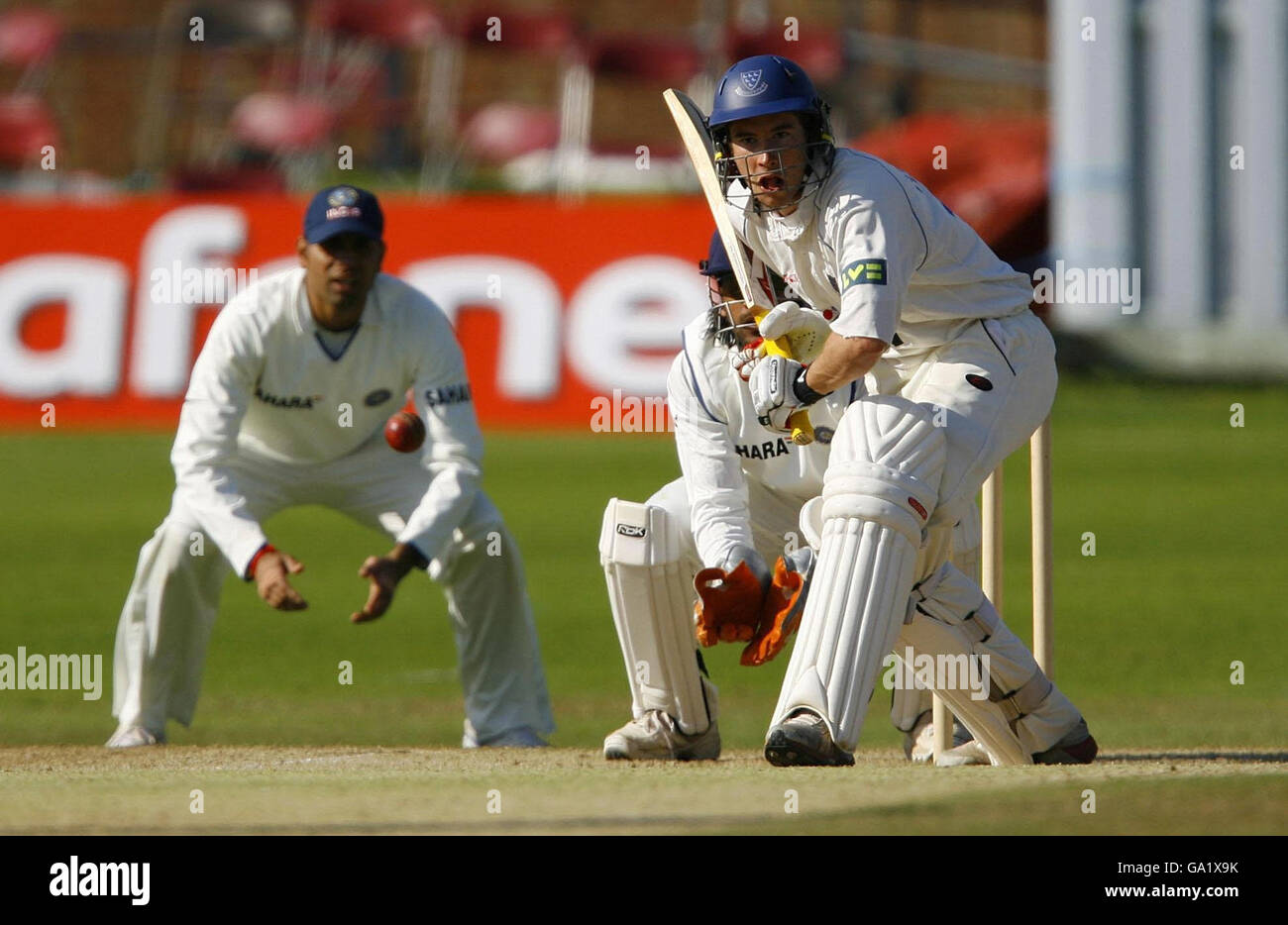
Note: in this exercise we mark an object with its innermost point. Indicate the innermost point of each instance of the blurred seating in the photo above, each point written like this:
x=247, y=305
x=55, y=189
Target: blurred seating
x=629, y=73
x=281, y=123
x=501, y=131
x=819, y=51
x=29, y=38
x=183, y=128
x=26, y=127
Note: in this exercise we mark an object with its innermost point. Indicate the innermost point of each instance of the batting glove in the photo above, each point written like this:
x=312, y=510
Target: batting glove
x=778, y=390
x=745, y=360
x=805, y=330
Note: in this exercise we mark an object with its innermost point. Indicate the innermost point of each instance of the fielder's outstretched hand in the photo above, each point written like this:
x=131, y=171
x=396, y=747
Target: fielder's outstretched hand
x=384, y=572
x=271, y=583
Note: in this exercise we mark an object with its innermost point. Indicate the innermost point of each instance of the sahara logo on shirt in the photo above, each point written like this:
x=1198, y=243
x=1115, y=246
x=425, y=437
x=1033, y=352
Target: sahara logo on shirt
x=767, y=450
x=286, y=402
x=863, y=270
x=447, y=394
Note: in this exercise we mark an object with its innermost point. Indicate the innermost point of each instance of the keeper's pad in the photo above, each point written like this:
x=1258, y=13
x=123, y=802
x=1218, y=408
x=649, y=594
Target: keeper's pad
x=652, y=600
x=879, y=492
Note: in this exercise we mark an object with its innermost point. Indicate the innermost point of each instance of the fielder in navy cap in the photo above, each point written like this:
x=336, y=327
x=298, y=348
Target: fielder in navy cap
x=343, y=209
x=340, y=251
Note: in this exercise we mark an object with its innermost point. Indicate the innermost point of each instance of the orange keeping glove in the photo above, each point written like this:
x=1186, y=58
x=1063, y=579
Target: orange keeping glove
x=781, y=612
x=729, y=604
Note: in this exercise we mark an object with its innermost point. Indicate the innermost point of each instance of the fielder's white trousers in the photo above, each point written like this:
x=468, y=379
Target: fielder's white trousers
x=170, y=608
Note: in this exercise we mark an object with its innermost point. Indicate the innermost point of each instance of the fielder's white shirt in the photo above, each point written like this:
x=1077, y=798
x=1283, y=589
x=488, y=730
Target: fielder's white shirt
x=721, y=445
x=879, y=248
x=266, y=388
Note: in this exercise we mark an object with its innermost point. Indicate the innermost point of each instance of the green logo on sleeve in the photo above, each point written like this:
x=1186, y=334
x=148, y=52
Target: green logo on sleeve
x=863, y=270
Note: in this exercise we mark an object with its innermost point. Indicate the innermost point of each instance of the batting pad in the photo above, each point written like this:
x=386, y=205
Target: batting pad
x=652, y=599
x=879, y=492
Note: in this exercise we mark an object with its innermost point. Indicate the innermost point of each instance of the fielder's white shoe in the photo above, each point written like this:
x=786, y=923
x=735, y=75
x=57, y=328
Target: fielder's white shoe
x=657, y=737
x=134, y=737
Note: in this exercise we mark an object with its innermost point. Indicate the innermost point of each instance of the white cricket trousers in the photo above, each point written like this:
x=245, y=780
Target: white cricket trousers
x=170, y=608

## What the task asks
Output the lines, exactly: the first line of the entries above, every line after it, and the line with "of the sahara" as the last. No pictures.

## Task answer
Note: in this exercise we mark an object with its innermost point. Indicate the innermost point of each instance of the blurred seating in the photo above, each point written like this:
x=247, y=305
x=55, y=189
Target: blurred seating
x=629, y=73
x=281, y=123
x=501, y=131
x=819, y=51
x=29, y=38
x=183, y=128
x=26, y=127
Note: in this exercise we mark an object with its innermost point. Indicate the innermost point of each instance of the batting glove in the photo above, each point written like this:
x=312, y=510
Target: batting glove
x=778, y=390
x=745, y=360
x=805, y=330
Note: in this exercise we mark an object with its innermost point. Indicate the innermost point of each instance of the fielder's outstretched hand in the photo above, each point written like this:
x=131, y=171
x=396, y=747
Target: fielder's outstretched hand
x=384, y=572
x=271, y=583
Note: in this exercise we mark an object with its innermost point. Indicate the innermost point of each instance of the sahara logo on shirt in the photo above, each point written like this:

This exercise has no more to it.